▸ Task directions
Repeat every entry in the listing below, exactly.

▸ Dataset records about object locations
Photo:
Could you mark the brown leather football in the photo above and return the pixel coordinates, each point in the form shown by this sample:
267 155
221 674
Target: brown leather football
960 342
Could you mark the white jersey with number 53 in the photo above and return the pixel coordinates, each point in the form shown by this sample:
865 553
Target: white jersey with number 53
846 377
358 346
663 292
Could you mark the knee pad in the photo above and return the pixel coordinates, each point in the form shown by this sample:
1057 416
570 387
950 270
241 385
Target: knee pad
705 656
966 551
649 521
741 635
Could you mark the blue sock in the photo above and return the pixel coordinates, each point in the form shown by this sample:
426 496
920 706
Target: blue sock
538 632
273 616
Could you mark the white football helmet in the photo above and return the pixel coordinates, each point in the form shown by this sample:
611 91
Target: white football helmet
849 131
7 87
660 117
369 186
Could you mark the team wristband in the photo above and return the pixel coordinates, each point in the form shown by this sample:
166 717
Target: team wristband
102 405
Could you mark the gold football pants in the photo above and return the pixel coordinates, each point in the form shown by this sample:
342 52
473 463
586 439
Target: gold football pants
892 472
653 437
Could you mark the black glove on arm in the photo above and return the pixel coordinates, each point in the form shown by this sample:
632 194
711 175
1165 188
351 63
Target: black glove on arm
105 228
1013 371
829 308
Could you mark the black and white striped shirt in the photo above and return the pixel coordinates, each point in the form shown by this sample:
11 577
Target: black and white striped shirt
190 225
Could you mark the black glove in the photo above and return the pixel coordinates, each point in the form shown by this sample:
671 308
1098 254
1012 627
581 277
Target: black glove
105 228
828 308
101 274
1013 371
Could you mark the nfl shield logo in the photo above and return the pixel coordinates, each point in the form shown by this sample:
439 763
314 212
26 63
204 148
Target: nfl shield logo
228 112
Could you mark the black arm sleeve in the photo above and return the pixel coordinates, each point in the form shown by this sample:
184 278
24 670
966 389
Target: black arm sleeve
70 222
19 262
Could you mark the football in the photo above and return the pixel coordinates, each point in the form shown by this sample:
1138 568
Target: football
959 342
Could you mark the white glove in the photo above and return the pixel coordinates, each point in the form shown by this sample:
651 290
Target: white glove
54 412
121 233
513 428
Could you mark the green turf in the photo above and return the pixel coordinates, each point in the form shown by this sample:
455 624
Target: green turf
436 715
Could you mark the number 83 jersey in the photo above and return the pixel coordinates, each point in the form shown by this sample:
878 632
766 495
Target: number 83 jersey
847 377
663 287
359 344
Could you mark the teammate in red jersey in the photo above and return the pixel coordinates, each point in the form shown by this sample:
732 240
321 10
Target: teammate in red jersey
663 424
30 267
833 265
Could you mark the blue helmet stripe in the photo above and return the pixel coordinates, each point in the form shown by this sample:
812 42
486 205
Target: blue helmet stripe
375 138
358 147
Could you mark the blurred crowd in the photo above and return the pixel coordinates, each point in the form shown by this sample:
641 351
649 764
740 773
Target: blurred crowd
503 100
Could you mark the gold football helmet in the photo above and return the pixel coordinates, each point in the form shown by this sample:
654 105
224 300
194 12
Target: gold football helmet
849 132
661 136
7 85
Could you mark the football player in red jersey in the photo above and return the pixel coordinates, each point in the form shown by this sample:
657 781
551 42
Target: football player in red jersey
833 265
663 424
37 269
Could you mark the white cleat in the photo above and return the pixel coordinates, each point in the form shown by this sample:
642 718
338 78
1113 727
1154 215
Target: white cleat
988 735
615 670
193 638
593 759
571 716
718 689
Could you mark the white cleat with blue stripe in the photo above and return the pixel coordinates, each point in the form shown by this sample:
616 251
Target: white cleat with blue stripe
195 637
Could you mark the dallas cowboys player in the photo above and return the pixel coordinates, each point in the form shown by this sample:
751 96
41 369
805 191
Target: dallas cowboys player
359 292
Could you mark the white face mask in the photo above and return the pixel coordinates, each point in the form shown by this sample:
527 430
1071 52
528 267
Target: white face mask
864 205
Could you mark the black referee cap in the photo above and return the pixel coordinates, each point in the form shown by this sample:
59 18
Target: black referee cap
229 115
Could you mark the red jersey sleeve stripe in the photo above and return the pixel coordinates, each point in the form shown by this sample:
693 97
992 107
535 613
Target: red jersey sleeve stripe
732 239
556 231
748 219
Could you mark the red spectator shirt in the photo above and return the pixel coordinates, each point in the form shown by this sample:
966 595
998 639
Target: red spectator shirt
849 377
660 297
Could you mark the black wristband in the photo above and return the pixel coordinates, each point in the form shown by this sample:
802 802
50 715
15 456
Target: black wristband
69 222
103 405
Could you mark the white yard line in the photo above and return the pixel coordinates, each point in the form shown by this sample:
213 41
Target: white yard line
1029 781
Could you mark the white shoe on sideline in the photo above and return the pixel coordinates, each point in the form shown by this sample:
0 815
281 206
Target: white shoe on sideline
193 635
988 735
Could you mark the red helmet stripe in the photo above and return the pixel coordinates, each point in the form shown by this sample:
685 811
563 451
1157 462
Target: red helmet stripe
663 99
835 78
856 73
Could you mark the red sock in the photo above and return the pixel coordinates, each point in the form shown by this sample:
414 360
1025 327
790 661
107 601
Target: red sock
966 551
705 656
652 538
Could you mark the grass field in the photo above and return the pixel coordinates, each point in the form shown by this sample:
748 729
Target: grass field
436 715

▸ Correct result
Photo:
Could you mark the brown leather football in the photo above and return the pixel coordinates, each point in the form shown by this sample:
267 155
221 674
Target: brown leather football
960 342
Could you mark the white jersey with number 53 in the photo above and return the pixel coordinates, each point in the form shown by this sample:
865 553
Target: white jersey with number 53
846 377
358 346
663 292
Could you mark the knee pad in the photo above and return the pixel coordinates, each point in the form shown by this sample:
1057 416
570 387
950 270
241 385
Target: knee pad
705 656
966 551
649 521
741 635
Could you mark the blue sock in the photo above and return the pixel coordinates, each point in the form shown by this sample:
426 496
920 706
Target: blue sock
538 632
273 616
Could you mark the white football helmet in the photo above and return the pixel coordinates, each point in the form shown by this sample:
611 91
Target: white football helmet
849 131
7 87
660 117
369 186
Could you mark the team wristband in the photo above and return the pixel coordinates, each point in the form shown by this sample:
166 717
Target: team wristband
102 405
Could you mark the gold football pants in the photo above and return the pixel coordinates, each point in the form shown by this sample:
342 52
473 463
586 439
Target: gold football pants
892 472
653 437
Could you mark the black glove on arm in the photo above and return the pixel coordinates, each point in the form shown by this sample:
632 194
711 175
1165 188
351 63
Target: black glove on arm
105 228
1013 371
829 308
Could you mark the black and white striped shirt in the photo above and return the pixel coordinates, each point in the form shown by this sample:
11 577
Target: black and white striped shirt
190 225
Could you mark the black glove in the photo above and return the pixel coordinates, each point in the form shown by this sample:
671 308
1098 254
1012 627
581 277
Target: black glove
105 228
828 308
101 274
1013 371
Could you mark the nfl shield logo in the photo above and return the pixel coordinates, each point in the form shown by this sample:
439 763
314 212
26 63
204 148
Target: nfl shield logo
228 112
Could you mark the black arm sleeve in the photo above and return the pixel coordinates, each point in the form shown by this sample:
184 278
24 670
966 389
Target: black arm sleeve
70 222
19 262
Could you mark the football in the photo above and return the pixel coordinates, each point in the form shown by this sample:
1138 568
Target: football
959 342
Could you mark the white glove in the photo above and return the pixel coordinates, each point in the form shown by this sample:
651 290
Target: white glove
54 412
121 233
513 428
Could you mark the green turf in the photo above and return the pixel coordinates, each point in the form shown by this sample:
455 624
Target: green turf
436 715
Could you mark the number 83 jersey in the photo above and return the pixel coordinates, each point in the form shown by this sample:
878 632
766 495
Target: number 83 jersey
847 377
663 287
359 344
Could you mark the teammate in red jersey in the photo above and return the pixel coordinates, each point in the form shown by this sample:
732 240
321 10
Target: teammate in red jersey
663 424
30 267
833 265
Could you mark the blue helmet stripe in the photo above and return the pixel coordinates, each point in the form shown by this sample:
812 42
486 205
Target: blue helmet stripe
375 138
358 147
Could you mark the blurred crowd in the photo above and return the pixel coordinates, each point in the form shown by this sample:
641 351
649 764
740 773
Target: blurred crowd
503 100
Could you mark the gold football helmet in the photo above and return the pixel coordinates, each point in the form shown by this sample:
654 105
224 300
194 12
Target: gold football helmet
849 132
661 136
7 85
Could you mark the football player in red jersey in the photo above and return the pixel coordinates, each point in the form shown by this sample:
657 781
551 42
Target: football player in red jersey
833 265
663 424
37 269
Could you mark the white cleat in the photo above and return the pixel coordinates, each point in the form shown by this sample:
642 718
338 78
1113 727
1154 215
Target: white cleat
988 735
615 670
193 638
593 759
571 716
718 689
Could you mark the white cleat with blue stripe in the photo above and return the pixel coordinates, each point in the form shown by this sample:
616 251
Target: white cleat with blue stripe
195 637
Could you mark the dallas cowboys player in the photo above and return the pixel coordinates, each point in the form shown by this sample:
751 96
41 369
805 191
Target: dallas cowboys player
359 292
Could you mark the white face mask in the photo above and return the pixel coordinates, each point in the form shown by this sample:
527 430
1071 52
528 267
Target: white face mask
864 205
Could you mark the black referee cap in the photo above and return the pixel coordinates, each point in the form shown by this sample:
59 18
Target: black referee cap
229 115
Could you mark the red jersey sleeve stripe in the photo above and return the pixel coordinates, each point in the form shown by this sample:
693 97
992 107
535 613
Target: red jersey sleeve stripe
732 239
556 231
748 219
Could you mark the red spectator shirt in the photo above and return the pixel coordinates, each point in the form shown by this sample:
966 595
998 639
Target: red spectator shirt
849 377
660 297
Could you mark the black wristband in the photo above and return the pixel coordinates, each point in the form shown by this sample:
802 802
50 715
15 456
Target: black wristband
69 222
103 405
Could you mark the white yard line in the photo above and return the pixel coordinates, each point in the form shown by this sample:
213 41
Target: white yard line
1029 781
Could you mark the white shoe on sideline in the photo above and return the pixel coordinates, each point in the form shown by this sample:
0 815
281 206
Target: white shoe on sideline
193 635
988 735
Could you mark the red helmet stripe in the photo above and return the pixel coordinates, each point in the form shown by this sample:
685 811
563 451
1157 462
Target: red helmet stripe
663 99
835 78
856 73
Could you mark the red sock in the photo above and return the pixel coordinates, each point in the form shown by this sample:
414 360
1025 327
790 661
107 601
Target: red sock
966 551
705 656
652 538
Could you mark the grass field in the photo above and return the pixel coordinates, each point in the form shown by this sample:
748 729
Target: grass field
436 715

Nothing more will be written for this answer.